“want me to read it to you?”

“want me to read it to you?” post image

I found the book in a little indie bookstore by the beach when we were in Los Angeles for a long weekend. Super Human looked like something he’d like: heroes, villains, characters with names like Quantum and Paragon. I showed it to him and asked if it looked interesting, but he was sprawled under a display table, deep in a Dungeons & Dragons encyclopedia, and he wasn’t convinced. But mamas sometimes know better, so I bought it anyway.

Back beside the hotel pool, free of too-expensive D & D encyclopedias, he dug in and proved that I know what he likes.

When we got home, I found the next book in the series for him. But he’s the sort of kid who gets sidetracked (League of Legends, a new trampoline, Cleverbot, a favorite 21-year-old brother in town) and didn’t finish it.

Something led him back to the books this week, and he asked me to find the third book in the series. He became entranced again, reading all three of them at once (how does he do that?) and researching the series and the author online. (Chuckling aloud at the “are you the same Michael Carroll?” part of the author page.)

The other day, he told me all about the books, how they’re about ordinary people with extra-ordinary powers. Who fight people with much more advanced powers. Quantum computers are also involved, which pretty much makes the series like candy for a certain type of 11-year-old boy.

“It’s too bad I already read them because you could read one to me.” He paused, thinking.

And then he said, “Want me to read it to you?”

Read it to me? This was new. I suppose that after a lifetime of being read to, and of seeing how my reading draws him into books, he hoped to do the same for me. He wants to bring me into his world.

And so he read to me. For half an hour. We sat side by side on the green couch in our office and I knitted on this. T reads with great inflection and energy and just the right pacing—the result, I’m sure, of the countless audiobooks we’ve listened to over the years. And he does voices, including a scratchy, malevolent one for the guy who runs the work camp.

autumns_end

“It’s so sad,” I said. “Does it get better?”

“I don’t know about that. But it’s the kind of book that makes you want to keep reading.” And then he asked if he could read to me again the next day.

It all comes back to you. I only have one kid that I still get to read to. It’s one of my favorite parts of parenting and I’m doing it for as long as I’m allowed. I’ve done it because I wanted my kids to love books, because I wanted to read books with them, because it’s one time they are happy to listen to me, because it’s intimate act. I never did it in the hope that one day someone would offer to read to me.

It’s one of the marvels of parenting. You don’t do it because there’s something in it for you. But then, along the way, you discover there is.

_ _ _

P.S. Thank you for your thoughtful feedback on my last post. You give me direction, dear readers.

P.P.S. After reading Renee’s compelling post about her new Facebook blog page, and making it work for her, I am newly intrigued with the idea of making my Facebook Wonder Farm page work for me. I’ve always been rather grumbly about Facebook, but I know that lots of readers come my way via the Facebook machine. So I’m planning to show up there more often; if you show up there too, please come join me.

→ DATA SUPPLIED:

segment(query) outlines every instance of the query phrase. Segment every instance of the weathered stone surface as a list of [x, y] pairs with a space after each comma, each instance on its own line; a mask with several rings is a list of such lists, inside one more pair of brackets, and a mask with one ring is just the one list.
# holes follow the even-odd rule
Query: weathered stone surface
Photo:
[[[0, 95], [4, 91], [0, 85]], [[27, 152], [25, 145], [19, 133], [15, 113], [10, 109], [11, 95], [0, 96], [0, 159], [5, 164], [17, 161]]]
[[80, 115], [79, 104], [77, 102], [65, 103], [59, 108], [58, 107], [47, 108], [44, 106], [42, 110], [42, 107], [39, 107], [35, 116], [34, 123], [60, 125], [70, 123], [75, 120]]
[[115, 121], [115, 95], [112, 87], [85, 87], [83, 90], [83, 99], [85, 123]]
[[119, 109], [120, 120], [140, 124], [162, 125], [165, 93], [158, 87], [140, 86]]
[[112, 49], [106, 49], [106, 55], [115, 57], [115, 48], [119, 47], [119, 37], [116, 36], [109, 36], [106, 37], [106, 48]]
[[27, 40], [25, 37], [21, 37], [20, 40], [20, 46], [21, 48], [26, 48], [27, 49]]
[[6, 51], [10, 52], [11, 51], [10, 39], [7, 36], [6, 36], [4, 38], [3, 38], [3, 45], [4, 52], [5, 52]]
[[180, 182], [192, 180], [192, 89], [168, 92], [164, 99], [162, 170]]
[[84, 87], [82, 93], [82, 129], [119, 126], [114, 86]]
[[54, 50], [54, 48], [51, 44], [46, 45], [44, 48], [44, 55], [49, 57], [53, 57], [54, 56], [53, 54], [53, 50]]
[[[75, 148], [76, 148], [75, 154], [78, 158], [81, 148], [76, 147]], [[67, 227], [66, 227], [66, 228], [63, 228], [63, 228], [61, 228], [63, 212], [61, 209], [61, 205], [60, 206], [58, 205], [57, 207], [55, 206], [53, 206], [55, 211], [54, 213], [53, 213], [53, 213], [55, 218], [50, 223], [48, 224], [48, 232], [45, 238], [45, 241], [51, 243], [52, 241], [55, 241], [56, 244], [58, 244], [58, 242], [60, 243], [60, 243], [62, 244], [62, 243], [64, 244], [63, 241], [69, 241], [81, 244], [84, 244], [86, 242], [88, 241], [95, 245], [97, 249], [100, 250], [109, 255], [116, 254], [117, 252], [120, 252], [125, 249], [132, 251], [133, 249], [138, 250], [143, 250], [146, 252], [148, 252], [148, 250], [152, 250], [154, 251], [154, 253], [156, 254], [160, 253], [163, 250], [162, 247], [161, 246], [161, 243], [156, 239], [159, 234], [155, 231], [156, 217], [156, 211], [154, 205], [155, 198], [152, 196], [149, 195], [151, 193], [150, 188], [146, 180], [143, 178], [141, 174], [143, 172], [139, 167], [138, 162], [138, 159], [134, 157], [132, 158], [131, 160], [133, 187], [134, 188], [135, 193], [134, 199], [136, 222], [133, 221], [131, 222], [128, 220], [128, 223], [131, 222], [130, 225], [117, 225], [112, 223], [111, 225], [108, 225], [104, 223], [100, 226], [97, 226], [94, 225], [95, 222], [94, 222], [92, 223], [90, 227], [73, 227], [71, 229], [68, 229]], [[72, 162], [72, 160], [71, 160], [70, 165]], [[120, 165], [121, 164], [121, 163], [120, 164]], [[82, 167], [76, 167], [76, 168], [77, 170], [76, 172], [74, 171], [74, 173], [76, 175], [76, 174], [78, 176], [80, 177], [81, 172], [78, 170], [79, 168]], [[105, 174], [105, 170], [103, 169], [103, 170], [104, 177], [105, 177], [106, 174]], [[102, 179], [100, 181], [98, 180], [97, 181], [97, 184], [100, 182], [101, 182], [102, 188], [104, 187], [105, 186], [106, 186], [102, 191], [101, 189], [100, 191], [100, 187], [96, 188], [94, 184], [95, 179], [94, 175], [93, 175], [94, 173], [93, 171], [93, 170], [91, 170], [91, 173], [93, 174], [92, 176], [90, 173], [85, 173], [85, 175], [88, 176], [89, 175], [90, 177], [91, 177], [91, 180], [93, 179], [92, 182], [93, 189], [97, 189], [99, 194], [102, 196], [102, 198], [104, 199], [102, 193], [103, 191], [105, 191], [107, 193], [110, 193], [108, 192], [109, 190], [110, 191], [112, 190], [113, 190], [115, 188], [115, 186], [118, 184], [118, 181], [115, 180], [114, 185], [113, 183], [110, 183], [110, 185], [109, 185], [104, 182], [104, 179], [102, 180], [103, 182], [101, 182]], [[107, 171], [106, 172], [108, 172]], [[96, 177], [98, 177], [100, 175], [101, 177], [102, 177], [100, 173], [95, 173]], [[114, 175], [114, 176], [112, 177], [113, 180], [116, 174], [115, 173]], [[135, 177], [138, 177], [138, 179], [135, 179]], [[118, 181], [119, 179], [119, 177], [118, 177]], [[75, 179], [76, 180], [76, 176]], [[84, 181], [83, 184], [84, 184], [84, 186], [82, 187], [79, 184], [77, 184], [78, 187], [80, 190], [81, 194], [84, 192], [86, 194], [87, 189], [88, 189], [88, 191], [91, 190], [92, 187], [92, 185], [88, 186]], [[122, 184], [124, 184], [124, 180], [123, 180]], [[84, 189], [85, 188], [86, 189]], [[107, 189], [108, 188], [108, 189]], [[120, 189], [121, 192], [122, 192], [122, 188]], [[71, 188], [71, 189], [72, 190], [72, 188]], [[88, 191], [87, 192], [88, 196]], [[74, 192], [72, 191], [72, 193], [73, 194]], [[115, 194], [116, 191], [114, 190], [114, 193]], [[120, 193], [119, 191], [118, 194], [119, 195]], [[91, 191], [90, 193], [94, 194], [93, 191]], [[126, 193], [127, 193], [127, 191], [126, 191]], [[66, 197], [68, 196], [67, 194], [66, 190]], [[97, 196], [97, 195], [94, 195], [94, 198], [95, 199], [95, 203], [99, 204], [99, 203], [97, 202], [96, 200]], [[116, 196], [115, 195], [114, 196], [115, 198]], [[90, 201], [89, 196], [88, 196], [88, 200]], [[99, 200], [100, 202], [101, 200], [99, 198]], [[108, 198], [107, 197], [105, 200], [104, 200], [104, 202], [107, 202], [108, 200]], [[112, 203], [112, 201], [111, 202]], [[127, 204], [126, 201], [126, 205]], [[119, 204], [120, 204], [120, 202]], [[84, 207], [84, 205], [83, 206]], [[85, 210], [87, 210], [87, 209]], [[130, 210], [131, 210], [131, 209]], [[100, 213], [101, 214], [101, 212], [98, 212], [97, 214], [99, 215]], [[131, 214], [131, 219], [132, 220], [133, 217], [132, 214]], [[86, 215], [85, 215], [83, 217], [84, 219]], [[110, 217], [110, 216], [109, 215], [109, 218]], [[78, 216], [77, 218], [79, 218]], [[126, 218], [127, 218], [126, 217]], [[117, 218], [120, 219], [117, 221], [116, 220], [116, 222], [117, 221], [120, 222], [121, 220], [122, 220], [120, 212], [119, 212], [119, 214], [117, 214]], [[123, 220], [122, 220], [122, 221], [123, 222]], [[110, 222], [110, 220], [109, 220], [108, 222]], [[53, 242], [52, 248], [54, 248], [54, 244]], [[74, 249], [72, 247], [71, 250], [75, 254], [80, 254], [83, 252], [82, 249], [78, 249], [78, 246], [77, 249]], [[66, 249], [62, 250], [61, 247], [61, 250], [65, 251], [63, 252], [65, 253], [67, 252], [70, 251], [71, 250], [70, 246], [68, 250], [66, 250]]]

→ REQUIRED TASKS:
1) Format the rows from the start of the rows through the line containing "54], [53, 50]]", inclusive, as a JSON list of strings, one string per line, leaving out blank lines.
2) Pick up the blog post about the son who offers to read aloud, continuing from where it stops.

→ ANSWERS TO THE EXERCISES:
1)
[
  "segment(query) outlines every instance of the query phrase. Segment every instance of the weathered stone surface as a list of [x, y] pairs with a space after each comma, each instance on its own line; a mask with several rings is a list of such lists, inside one more pair of brackets, and a mask with one ring is just the one list.",
  "# holes follow the even-odd rule",
  "Query: weathered stone surface",
  "Photo:",
  "[[[0, 95], [4, 91], [0, 85]], [[27, 152], [25, 145], [19, 133], [15, 113], [10, 109], [11, 95], [0, 96], [0, 159], [5, 164], [17, 161]]]",
  "[[80, 115], [79, 104], [77, 102], [65, 103], [59, 108], [58, 107], [47, 108], [44, 106], [42, 110], [42, 107], [39, 107], [35, 116], [34, 123], [60, 125], [70, 123], [75, 120]]",
  "[[115, 121], [115, 95], [112, 87], [85, 87], [83, 90], [83, 99], [85, 123]]",
  "[[119, 109], [120, 120], [140, 124], [162, 125], [165, 93], [158, 87], [140, 86]]",
  "[[112, 49], [106, 49], [106, 55], [115, 57], [115, 48], [119, 47], [119, 37], [116, 36], [109, 36], [106, 37], [106, 48]]",
  "[[27, 40], [25, 37], [21, 37], [20, 40], [20, 46], [21, 48], [26, 48], [27, 49]]",
  "[[6, 51], [10, 52], [11, 51], [10, 39], [7, 36], [6, 36], [4, 38], [3, 38], [3, 45], [4, 52], [5, 52]]",
  "[[180, 182], [192, 180], [192, 89], [168, 92], [164, 99], [162, 170]]",
  "[[84, 87], [82, 93], [82, 129], [119, 126], [114, 86]]",
  "[[54, 50], [54, 48], [51, 44], [46, 45], [44, 48], [44, 55], [49, 57], [53, 57], [54, 56], [53, 54], [53, 50]]"
]

2)
17 comments… add one
  • beth lehman Aug 19, 2013 @ 10:58

    i read aloud for all the reasons you mention. it is absolutely the best part of being a parent. (and was my favorite part of being a classroom teacher, too!) i never thought of it as intimacy, but i think you are right.

    • patricia Aug 19, 2013 @ 11:03

      “it is absolutely the best part of being a parent.” Amen!

  • Kelley Aug 19, 2013 @ 12:58

    Love this. My read aloud time with my kids is so dear to me. I intend to keep reading to them as long as they’ll let me. I just finished “The Reading Promise” by Alice Ozma. If you haven’t read it, I encourage you to check it out. I bet you will love it too.

    • patricia Aug 19, 2013 @ 15:00

      I hadn’t heard of The Reading Promise, Kelley, but when I went to look it up, I realize that I knew the story from an essay I read (and shared here!) a few years back. I think it was written by Alice’s father. It’s the kind of stuff that gives me goose bumps, especially the part where he reads to her one last time on her first night at college.

      I will get my hands on it!

  • KC Aug 19, 2013 @ 13:58

    Just today my two year old asked me if she could read her favorite book to me. It was such a pleasant change!
    I want to talk to you about helping a child learn to read. I have a voracious book worm of a 4 year old already who want to learn to read on her own but hates to sit and sound out words. I’m not sure where to start. I don’t know that simply falling back on the method I learned in 1st grade is the right idea. Seeing as we are or will be homeschoolers we’ve got the freedom to work outside the box.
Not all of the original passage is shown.